◆ **EXCERPT TO READ**
=====

Materials and Methods

Samples, Variables, and Data

The present study used TIMSS 2015 data from 56 countries at the fourth-grade level and 46 countries at the eighth-grade level (Foy, 2017). The total sample consisted of 330,204 students from 15,740 classes in 10,964 schools in fourth grade and 285,190 students from 11,856 classes in 8,500 schools in eighth grade (see Tables 1, 2).

TABLE 1

Table 1. Results of Model 1 in Fourth Grade.

TABLE 2

Table 2. Results of Model 1 in Eighth Grade.

Mathematics self-concept was measured by three items in each grade: (a) I usually do well in mathematics; (b) I am just not good at mathematics (for fourth-graders)/Mathematics is not one of my strengths (for eighth-graders); and (c) I learn things quickly in mathematics. This conceptualization of mathematics self-concept is consistent with Wang (2015); Wang and Bergin (2017) but differs from other articles using TIMSS data such as Marsh et al. (2014, 2015), which included a perceived relative standing item, Mathematics is more difficult for me than for many of my classmates for eighth-grade. A similar item in fourth grade is Mathematics is harder for me than for many of my classmates. Wang and Bergin (2017) argued that the perceived relative standing item should be separated from the self-concept items.

The three mathematics self-concept items were rated on a 1 to 4 Likert-scale (1 = Agree a lot, 2 = Agree a little, 3 = Disagree a little, 4 = Disagree a lot) and positively worded items were reverse coded so that a higher value corresponded to a higher level of self-concept. Mathematics self-concept was modeled as a latent variable with the three items as indicators and decomposed as having a within and between components during statistical modeling.

TIMSS databases use matrix sampling for the design of test administration where each student answered some but not all items on the test. Student achievement was estimated using item response theory together with a multiple imputation technique. Each student’s mathematics achievement was measured by five plausible values. Those plausible values are not appropriate for reporting individual achievement and are suitable for estimating group characteristics (Wu, 2005). When used for statistical analysis, the five plausible values are treated as multiply imputed values: the analysis is run five times, each time using a single plausible value, and the five sets of results are then combined for point estimates and statistical inference (Enders, 2010).

=====

◆ **GIVEN DATA**
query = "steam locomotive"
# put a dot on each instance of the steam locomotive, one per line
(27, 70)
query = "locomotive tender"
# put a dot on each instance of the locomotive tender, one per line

=====

◆ **TO BE DONE**
**A)** Decide whether each statement agrees with the excerpt on TIMSS 2015 data, answering yes or no and quoting the words of the excerpt that settle it: (i) The fourth-grade data came from 56 countries. (ii) Mathematics self-concept was measured by four items in each grade. (iii) Plausible values are appropriate for reporting individual achievement.
**B)** Copy the records line for line, leaving every line of the records unchanged.
The records bear no relation to the text on TIMSS 2015 data.

◆ **TASK-BY-TASK OUTPUTS**
**A)**
(i) Yes: "56 countries at the fourth-grade level"
(ii) No: "Mathematics self-concept was measured by three items in each grade"
(iii) No: "Those plausible values are not appropriate for reporting individual achievement"

**B)**
query = "steam locomotive"
# put a dot on each instance of the steam locomotive, one per line
(27, 70)
query = "locomotive tender"
# put a dot on each instance of the locomotive tender, one per line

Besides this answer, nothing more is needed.